# Source passage
By Kathy Montero
Several years ago, when our youngest child was only 3, my husband and I found ourselves suddenly responsible for caring for all four of our aging parents within a 6-month period. Each of us had a parent with ‘yet to be diagnosed’ Alzheimer’s Disease and when the other parental half suffered a serious illness, things unraveled quickly. Since 2012, our family has undergone a significant metamorphosis – my husband moved to a less demanding job because our family’s needs took precedence over his career; I left the workforce temporarily to be a full-time caregiver; we built a handicap accessible, dementia friendly home to enable us to better care for them while learning about cancer, stroke recovery, Alzheimer’s Disease and all things related. We’ve experienced the full spectrum of adverse emotions: denial, grief, guilt, anger, resentment, fear, frustration, anxiety, fatigue and more guilt – the hallmark emotions most caregivers report.
Ten years later and still smack in the middle of the sandwich generation, – raising our own children and caring for aging parents, I am amazed by how far we have come. I am happy to report that I now possess more self-awareness, gratitude and joy than I did before becoming a caregiver. It certainly hasn’t always been that way, and some days are still an emotionally draining challenge. Our lives aren’t necessarily any less complicated or easier now, but my attitude and perspective make them more bearable, some days even enjoyable. When I ruminate on what has made the biggest difference in my mental outlook, I can identify 3 lessons I’ve learned along the way:
- Caregiving is a Marathon, not a Sprint
- Create a Village of Support and
- Find Joy through Humor
I only wished I’d realized and accepted their significance sooner. In this 3-part series, I will share each of these lessons and how they can influence your perspective. Unfortunately, there is no magic cure for the stress involved with caregiving, but gratefully, there are steps you can take to improve your quality of life and even bring a surprising sense of joy into it.

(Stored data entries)
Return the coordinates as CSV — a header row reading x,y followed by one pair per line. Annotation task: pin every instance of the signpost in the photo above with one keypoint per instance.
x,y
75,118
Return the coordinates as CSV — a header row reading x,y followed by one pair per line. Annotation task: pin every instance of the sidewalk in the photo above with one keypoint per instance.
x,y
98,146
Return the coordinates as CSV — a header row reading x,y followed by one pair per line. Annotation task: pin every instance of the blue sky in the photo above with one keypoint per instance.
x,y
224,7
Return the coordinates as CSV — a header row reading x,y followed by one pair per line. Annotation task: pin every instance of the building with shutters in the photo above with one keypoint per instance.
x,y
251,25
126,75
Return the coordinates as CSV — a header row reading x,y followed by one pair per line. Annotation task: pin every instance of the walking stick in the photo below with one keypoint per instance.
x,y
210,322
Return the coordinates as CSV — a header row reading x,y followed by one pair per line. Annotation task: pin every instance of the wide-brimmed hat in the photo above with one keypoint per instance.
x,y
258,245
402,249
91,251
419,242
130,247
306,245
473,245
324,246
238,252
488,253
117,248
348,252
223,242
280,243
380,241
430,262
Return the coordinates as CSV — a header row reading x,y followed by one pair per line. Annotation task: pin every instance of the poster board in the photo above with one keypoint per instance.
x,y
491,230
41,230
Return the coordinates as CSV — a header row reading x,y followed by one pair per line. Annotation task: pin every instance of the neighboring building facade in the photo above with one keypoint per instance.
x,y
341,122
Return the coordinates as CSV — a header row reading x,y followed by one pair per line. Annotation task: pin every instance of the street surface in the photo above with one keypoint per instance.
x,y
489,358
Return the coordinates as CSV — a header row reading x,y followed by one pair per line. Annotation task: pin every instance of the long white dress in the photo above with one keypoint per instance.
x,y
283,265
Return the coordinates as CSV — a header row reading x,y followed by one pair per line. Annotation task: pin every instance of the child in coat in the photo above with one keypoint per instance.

# Brief 1
Answer these questions using the caregiving passage.
(a) How old was the youngest child when the caregiving responsibilities began?
(b) What change did the husband make to his work?
(c) What is the third lesson listed?
# Brief 2
Write the next paragraph of the caregiving passage, continuing directly from its final sentence.

# Your response 1
(a) 3 years old.
(b) He moved to a less demanding job.
(c) Find Joy through Humor.

# Your response 2
Caregiving is a Marathon, not a Sprint
I suspect most people begin the caregiving journey without even realizing it. Some event sets in motion a series of changes, much like dominos tumbling. A loved one falls, becomes ill, or has a close call requiring some type of intervention or assistance. Initially, you believe that once you fix this, everything will return to normal. Perhaps it does, if only briefly, until the next crises emerge. Because so many of us are project or task oriented, it is easy to look at each incident as an isolated occurrence needing to be addressed. These events often signal the beginning of a new journey together. Accept that you are not just racing past each hurdle hoping to return to baseline, but rather pacing yourself for a lengthy trek that might shift the pace for everyone.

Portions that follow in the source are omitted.